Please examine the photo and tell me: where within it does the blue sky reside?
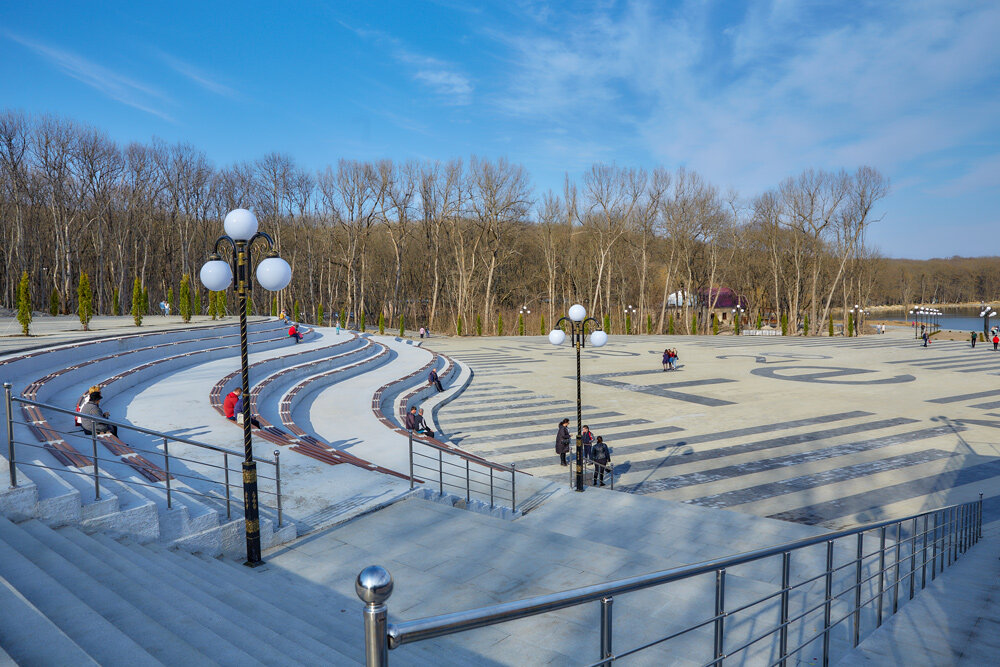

---*---

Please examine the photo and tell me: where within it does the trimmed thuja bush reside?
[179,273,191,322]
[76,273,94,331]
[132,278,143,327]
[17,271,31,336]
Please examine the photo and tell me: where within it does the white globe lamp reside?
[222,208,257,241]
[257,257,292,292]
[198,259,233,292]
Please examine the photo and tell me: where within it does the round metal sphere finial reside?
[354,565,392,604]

---*---

Please recast the entries from the line containing "globe lamp reside?" up to and including the line containing "[354,565,392,604]" as a numbered list, leaving out any blank lines.

> [Solution to this task]
1. Please examine the photo and tell me: where within it does the white globe lamp reside?
2. [222,208,257,241]
3. [257,257,292,292]
4. [198,259,233,292]
5. Please examine the photo and tell me: where within it does the round metal sphere finial reside?
6. [354,565,392,604]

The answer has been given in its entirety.